TEXT TO READ -
Ok so long story short the guy and some friends were night fishing in the area when the spotter failed to pay attention and they ended up in the marsh. everyone was ok but they did nd up getting rescued by the Coast Guard. The owner of the boat is new to the area and doesn't really know anyone that can help, he's been going out in small skiff working on getting it out but has come to an impass and not able to get it any further than it sits now. He is asking if anyone can help tow the boat off the mound its sitting on now. Said he doesn't have a lot of money but would be more than happy to pay for the gas and take the help fishing or what ever he can do.

if anyone can help pm me and i'll put you in touch with the owner.


----------



## Boardfeet (Sep 27, 2007)

If I still had my Bertram I would gladly pull it off.. Need someone with a fairly good size twin diesel. That would do the trick, with a good length of 5/8 anchor rode.


----------



## capt'n slim (Feb 8, 2008)

He's been working it out slowly driving pilings and using a come a long, its just got to the point where that isn't working anymore. If i can't get any help i'll try it myself but i need to put new rims and tires on the trailer, we blew two tires and ruined the rims last fishing trip so its gonna take me a few weeks to get my boat up to snuff plus im not familiar with the area. I figure my 5.7 will pull it out he says he's really close to the water but has to get it over a mound of dirt.


----------



## TatSoul (Mar 12, 2012)

Seems like a heavy duty anchor like one made for 45 plus boats and a good winch would get it where he wanted...


----------



## RockB (Oct 11, 2007)

GIVEN INSTRUCTION 1 - Quote the passage of the stranded-boat thread starting at "He's been working" and ending at "where he wanted...".
GIVEN INSTRUCTION 2 -
Answer these questions from the stranded-boat thread:
(a) Who rescued the people after the boat ended up in the marsh?
(b) What boat did Boardfeet say he once owned?
(c) What happened to capt'n slim's trailer on the last fishing trip?
GIVEN INSTRUCTION 3 - Write the next part of the stranded-boat thread, picking up after its final line.
The data plays no part in any of this.

ENTRIES SUPPLIED -
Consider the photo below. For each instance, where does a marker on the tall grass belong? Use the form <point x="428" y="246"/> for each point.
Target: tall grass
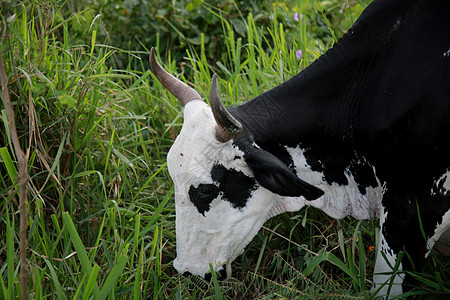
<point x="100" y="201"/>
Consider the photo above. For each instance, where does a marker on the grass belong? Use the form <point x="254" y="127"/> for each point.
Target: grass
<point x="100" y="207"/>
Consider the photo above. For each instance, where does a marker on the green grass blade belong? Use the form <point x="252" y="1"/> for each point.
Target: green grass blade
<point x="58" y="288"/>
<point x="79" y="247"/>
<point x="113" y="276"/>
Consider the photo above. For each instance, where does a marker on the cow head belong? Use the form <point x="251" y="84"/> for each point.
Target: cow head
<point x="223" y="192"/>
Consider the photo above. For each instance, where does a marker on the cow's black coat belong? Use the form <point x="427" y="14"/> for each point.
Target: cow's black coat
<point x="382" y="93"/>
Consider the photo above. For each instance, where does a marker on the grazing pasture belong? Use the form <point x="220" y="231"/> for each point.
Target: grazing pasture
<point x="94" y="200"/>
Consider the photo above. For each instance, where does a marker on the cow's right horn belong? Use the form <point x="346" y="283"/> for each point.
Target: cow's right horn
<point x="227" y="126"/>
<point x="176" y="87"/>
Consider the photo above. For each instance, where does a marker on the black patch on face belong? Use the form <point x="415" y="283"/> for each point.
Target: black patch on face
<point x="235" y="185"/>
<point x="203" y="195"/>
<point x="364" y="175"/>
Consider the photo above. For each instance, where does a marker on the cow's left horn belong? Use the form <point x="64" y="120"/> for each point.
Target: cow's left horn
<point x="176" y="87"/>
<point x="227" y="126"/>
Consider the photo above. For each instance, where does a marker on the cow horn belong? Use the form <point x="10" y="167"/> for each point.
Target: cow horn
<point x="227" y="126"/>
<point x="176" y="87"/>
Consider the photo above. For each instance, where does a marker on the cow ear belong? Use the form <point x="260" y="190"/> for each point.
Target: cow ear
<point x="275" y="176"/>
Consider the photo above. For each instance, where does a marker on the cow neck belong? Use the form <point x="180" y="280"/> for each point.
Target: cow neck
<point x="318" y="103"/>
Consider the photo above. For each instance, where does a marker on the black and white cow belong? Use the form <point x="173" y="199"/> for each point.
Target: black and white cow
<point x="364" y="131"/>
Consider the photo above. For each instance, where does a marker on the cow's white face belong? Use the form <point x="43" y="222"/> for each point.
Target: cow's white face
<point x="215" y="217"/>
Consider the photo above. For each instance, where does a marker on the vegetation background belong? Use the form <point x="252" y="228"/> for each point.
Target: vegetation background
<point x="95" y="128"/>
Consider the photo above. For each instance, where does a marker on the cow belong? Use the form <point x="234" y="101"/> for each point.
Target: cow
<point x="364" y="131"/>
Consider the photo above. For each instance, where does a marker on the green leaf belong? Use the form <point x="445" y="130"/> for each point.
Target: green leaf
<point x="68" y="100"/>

==

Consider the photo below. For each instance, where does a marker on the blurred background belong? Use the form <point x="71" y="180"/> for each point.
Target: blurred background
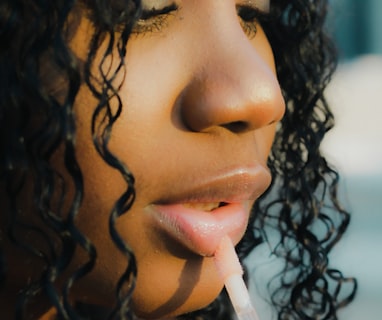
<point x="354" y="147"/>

...

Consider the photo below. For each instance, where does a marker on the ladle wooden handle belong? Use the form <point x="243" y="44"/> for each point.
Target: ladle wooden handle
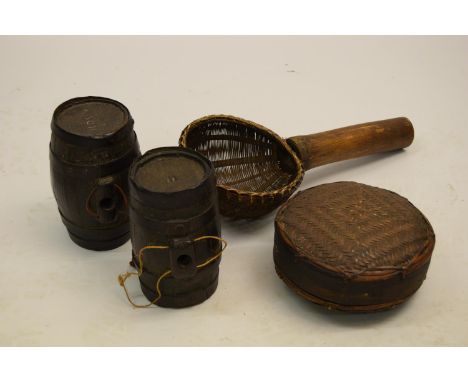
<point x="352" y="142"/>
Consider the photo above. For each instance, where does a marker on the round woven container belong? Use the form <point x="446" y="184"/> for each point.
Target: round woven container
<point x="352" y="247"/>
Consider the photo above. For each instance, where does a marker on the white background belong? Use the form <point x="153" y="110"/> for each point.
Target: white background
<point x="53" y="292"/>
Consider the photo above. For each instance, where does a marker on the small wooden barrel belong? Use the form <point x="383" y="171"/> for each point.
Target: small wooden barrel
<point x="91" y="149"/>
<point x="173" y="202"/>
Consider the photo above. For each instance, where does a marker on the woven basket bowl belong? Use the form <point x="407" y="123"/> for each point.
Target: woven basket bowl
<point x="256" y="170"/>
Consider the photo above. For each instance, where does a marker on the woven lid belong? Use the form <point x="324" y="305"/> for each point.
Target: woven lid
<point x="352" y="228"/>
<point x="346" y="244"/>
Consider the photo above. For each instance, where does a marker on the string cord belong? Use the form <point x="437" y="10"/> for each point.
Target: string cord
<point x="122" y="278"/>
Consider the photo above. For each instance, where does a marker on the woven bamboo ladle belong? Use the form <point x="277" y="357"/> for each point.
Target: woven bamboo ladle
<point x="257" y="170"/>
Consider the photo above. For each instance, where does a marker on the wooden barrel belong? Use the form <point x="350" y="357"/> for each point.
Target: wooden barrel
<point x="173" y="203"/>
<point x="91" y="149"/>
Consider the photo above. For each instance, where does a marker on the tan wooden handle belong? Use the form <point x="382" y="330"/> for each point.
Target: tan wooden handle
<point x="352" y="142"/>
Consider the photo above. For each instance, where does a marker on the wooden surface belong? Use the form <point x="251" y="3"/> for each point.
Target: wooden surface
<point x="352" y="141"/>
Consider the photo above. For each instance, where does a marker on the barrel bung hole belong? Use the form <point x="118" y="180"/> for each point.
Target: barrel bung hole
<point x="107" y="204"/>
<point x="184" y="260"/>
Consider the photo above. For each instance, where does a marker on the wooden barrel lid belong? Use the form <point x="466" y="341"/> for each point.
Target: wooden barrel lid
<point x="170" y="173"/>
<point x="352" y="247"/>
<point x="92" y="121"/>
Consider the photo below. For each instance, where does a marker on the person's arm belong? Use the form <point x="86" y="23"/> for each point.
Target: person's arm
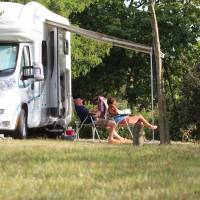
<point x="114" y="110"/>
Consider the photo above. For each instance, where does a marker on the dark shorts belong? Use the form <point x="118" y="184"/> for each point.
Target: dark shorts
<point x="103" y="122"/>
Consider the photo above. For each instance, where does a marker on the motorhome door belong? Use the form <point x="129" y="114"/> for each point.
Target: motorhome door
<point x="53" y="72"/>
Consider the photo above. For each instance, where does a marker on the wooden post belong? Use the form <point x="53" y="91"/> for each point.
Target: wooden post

FINAL ANSWER 1 -
He's been working it out slowly driving pilings and using a come a long, its just got to the point where that isn't working anymore. If i can't get any help i'll try it myself but i need to put new rims and tires on the trailer, we blew two tires and ruined the rims last fishing trip so its gonna take me a few weeks to get my boat up to snuff plus im not familiar with the area. I figure my 5.7 will pull it out he says he's really close to the water but has to get it over a mound of dirt.


----------



## TatSoul (Mar 12, 2012)

Seems like a heavy duty anchor like one made for 45 plus boats and a good winch would get it where he wanted...

FINAL ANSWER 2 -
(a) The Coast Guard.
(b) A Bertram.
(c) Two tires blew, and the rims were ruined.

FINAL ANSWER 3 -
capt'n slim said:


> He's been working it out slowly driving pilings and using a come a long, its just got to the point where that isn't working anymore. If i can't get any help i'll try it myself but i need to put new rims and tires on the trailer, we blew two tires and ruined the rims last fishing trip so its gonna take me a few weeks to get my boat up to snuff plus im not familiar with the area. I figure my 5.7 will pull it out he says he's really close to the water but has to get it over a mound of dirt.


Gotta be really careful not to destroy any of the marshes etc. DEP fines could be more than the boat is worth.


----------



## Gator McKlusky (Oct 8, 2013)

Maybe able to use fence posts as rollers under the keel??


----------



## murfpcola (Aug 28, 2012)

If anyone has several chunks of 4 or 6 inch PVC you might be able to slide/roll it out of there. It will be more slippery than dirt.


----------



## SHO-NUFF (May 30, 2011)

From the photo it looks like he is trying to pull it out from the stern. I would try to winch the the boat around 180° and pull it from the bow eye so the flat transom doesn't dig in. 
I doubt the shallow water depth in the area will allow for a larger boat to get close enough to pull him out without several hundred feet of line. Wire cable would be better. A big roll of Visqueen and 5 gallons of Dawn dish soap might do the trick! 

Easy for me to offer solutions being a keyboard Cowboy. Hope he get it afloat again, its a nice boat.


----------



## murfpcola (Aug 28, 2012)

SHO-NUFF said:


> From the photo it looks like he is trying to pull it out from the stern. I would try to winch the the boat around 180° and pull it from the bow eye so the flat transom doesn't dig in.
> I doubt the shallow water depth in the area will allow for a larger boat to get close enough to pull him out without several hundred feet of line. Wire cable would be better. A big roll of Visqueen and 5 gallons of Dawn dish soap might do the trick!
> 
> Easy for me to offer solutions being a keyboard Cowboy. Hope he get it afloat again, its a nice boat.


Be careful mentioning dish soap. It is a dispersant and only BP can get away with dumping that in the water.


----------



## BVANWHY (Sep 24, 2009)

Call Sea Tow or Tow Boat US and just pay them to get it out. They have air bags that can easily pop it off that mound and they are more then knowledgeable on laws and regulations. 

Seems like the owner could accrue fines and/or damage the hull while attempting some crazy snatch out.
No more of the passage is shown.